_Work required_
Would you reproduce each of the records below precisely, with the pictures left out?

________________

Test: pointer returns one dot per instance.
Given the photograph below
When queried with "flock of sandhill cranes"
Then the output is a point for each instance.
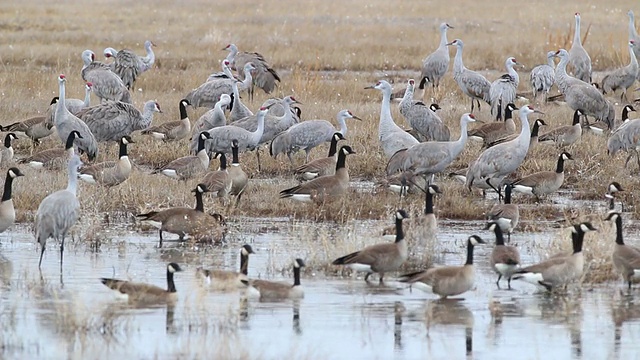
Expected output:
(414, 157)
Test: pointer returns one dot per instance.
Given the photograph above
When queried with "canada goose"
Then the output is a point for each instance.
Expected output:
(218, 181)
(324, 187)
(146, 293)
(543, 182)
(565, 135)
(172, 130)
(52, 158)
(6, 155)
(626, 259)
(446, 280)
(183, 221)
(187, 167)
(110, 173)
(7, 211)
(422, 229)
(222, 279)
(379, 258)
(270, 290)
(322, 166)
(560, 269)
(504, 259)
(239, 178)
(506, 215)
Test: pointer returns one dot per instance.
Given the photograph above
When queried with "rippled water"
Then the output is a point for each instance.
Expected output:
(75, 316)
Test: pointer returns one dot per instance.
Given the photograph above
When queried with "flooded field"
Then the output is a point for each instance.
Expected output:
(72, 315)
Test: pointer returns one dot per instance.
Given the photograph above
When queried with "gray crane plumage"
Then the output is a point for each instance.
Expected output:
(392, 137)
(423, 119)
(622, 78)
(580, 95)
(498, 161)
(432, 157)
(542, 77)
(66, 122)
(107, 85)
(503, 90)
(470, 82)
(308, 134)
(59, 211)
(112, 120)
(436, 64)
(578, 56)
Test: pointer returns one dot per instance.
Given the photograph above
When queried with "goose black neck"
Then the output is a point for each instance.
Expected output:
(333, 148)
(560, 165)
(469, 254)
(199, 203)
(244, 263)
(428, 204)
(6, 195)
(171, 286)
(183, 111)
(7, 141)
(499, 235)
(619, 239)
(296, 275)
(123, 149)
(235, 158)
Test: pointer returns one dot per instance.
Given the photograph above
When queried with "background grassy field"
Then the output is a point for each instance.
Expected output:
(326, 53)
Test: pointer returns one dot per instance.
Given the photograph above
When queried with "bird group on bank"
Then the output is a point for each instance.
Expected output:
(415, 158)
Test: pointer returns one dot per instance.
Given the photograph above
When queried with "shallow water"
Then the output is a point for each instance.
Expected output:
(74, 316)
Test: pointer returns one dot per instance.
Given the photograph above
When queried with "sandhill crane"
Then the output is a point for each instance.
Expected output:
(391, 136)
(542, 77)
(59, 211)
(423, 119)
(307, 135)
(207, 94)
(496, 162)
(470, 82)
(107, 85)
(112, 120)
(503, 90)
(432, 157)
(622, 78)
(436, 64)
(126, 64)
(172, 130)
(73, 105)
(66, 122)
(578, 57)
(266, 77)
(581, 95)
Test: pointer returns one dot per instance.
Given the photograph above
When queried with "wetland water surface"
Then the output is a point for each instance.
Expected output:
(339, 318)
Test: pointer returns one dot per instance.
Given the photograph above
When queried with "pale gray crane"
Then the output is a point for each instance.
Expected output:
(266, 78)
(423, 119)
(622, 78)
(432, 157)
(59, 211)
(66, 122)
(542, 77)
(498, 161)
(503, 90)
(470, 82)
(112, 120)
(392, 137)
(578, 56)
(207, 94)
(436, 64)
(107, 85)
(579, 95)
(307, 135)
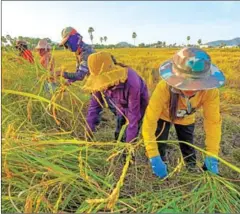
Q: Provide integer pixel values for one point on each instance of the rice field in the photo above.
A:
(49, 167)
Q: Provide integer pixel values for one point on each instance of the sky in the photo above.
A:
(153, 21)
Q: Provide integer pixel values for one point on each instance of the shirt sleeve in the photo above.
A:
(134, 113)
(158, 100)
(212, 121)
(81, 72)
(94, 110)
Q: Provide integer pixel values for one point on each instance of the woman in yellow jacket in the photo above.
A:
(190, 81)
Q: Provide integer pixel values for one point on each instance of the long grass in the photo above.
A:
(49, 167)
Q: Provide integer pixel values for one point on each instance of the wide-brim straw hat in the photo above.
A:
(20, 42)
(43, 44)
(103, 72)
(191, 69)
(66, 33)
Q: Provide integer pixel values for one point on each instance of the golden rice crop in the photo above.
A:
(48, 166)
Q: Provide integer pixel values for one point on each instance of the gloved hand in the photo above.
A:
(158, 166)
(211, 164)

________________

_Exercise solution_
Test: pointer returns one dot per instance.
Given the photograph below
When queried with "flock of sandhill cranes"
Then the output is a point for each instance.
Expected output:
(414, 157)
Test: pointer returns one dot per instance.
Given the photograph above
When queried with "canada goose"
Then the output is a point for each instance.
Expected output:
(218, 181)
(324, 187)
(146, 293)
(543, 182)
(565, 135)
(172, 130)
(52, 158)
(6, 155)
(626, 259)
(446, 280)
(183, 221)
(187, 167)
(110, 173)
(7, 211)
(422, 229)
(222, 279)
(379, 258)
(270, 290)
(322, 166)
(560, 269)
(504, 259)
(239, 178)
(506, 215)
Test: pointer returns one dot per instance.
Given the photograph above
When queried with "rippled water"
Then the output is a point for each instance.
Expected output:
(75, 316)
Test: pointer returns one dot per instance.
Given the photograph above
When queried with "flooded field"
Then the output is a point for each instance.
Expected output:
(72, 315)
Test: pointer returns one dot per instance.
Given the photograph above
When queried with "gray crane plumage"
Then the output is a point for each instance.
Expected output:
(392, 137)
(423, 119)
(622, 78)
(580, 95)
(498, 161)
(432, 157)
(542, 77)
(66, 122)
(107, 85)
(503, 90)
(470, 82)
(308, 134)
(59, 211)
(112, 120)
(436, 64)
(578, 56)
Test: pointer returns one dot per instance.
Given the photograph above
When queried with "goose black neck"
Then the output is a point for each instance.
Expected output:
(333, 148)
(560, 165)
(469, 254)
(199, 203)
(244, 263)
(428, 204)
(6, 195)
(171, 286)
(183, 111)
(7, 141)
(499, 235)
(619, 239)
(296, 275)
(123, 149)
(235, 158)
Test: pointer returns one dot per instance.
Given the photograph above
When queried with "background grassy field"
Then the output is a point for each instance.
Expected output:
(326, 53)
Test: pointer returns one dot per instance.
Given the photograph above
When queried with "bird group on bank"
Then the output is a point for each instance.
Expected output:
(415, 158)
Test: pointer returns one dot per instance.
Given the photograph above
When queried with "shallow water"
Then the output is a point for each instance.
Expected output:
(74, 316)
Test: pointer returns one dot per instance.
Given the photograph above
When queried with "sandhill crane"
Then the output is a point for each instance.
Expected output:
(391, 136)
(542, 77)
(59, 211)
(423, 119)
(307, 135)
(207, 94)
(496, 162)
(470, 82)
(107, 85)
(112, 120)
(503, 90)
(432, 157)
(622, 78)
(436, 64)
(126, 64)
(172, 130)
(73, 105)
(66, 122)
(578, 57)
(266, 77)
(581, 95)
Test: pointer returns one dot per instance.
Given the photograph above
When queried with "wetland water surface"
Then the output is a point for each instance.
Expected output:
(339, 318)
Test: pointer returns one dot per instance.
Given the photograph above
When queried with "pale gray crane"
Then the output is a point for each instance.
Expected output:
(266, 78)
(423, 119)
(622, 78)
(432, 157)
(59, 211)
(66, 122)
(542, 77)
(498, 161)
(503, 90)
(470, 82)
(112, 120)
(392, 137)
(578, 56)
(207, 94)
(436, 64)
(107, 85)
(579, 95)
(307, 135)
Q: Provide integer pixel values for one point on each instance of the rice field in the photo above.
A:
(49, 167)
Q: Provide integer pixel values for one point on each instance of the sky in the photo above.
A:
(153, 21)
Q: Provide integer pixel values for one point on each instance of the shirt sleeve in the photo above.
A:
(134, 113)
(158, 100)
(212, 121)
(81, 72)
(94, 110)
Q: Provide integer pixel values for one point on each instance of the woman in yellow jacket in the photo above.
A:
(190, 81)
Q: Provide integer pixel values for one point on each instance of the long grass in the photo above.
A:
(49, 167)
Q: Provide integer pixel values for one point on each instance of the wide-brim straw hat in the photo above.
A:
(20, 42)
(43, 44)
(103, 72)
(191, 69)
(66, 33)
Q: Provide integer pixel values for one point on each instance of the golden rice crop in the photo above.
A:
(48, 166)
Q: Provide integer pixel values for one point on each instance of the gloved hand in the photo above.
A:
(158, 166)
(211, 164)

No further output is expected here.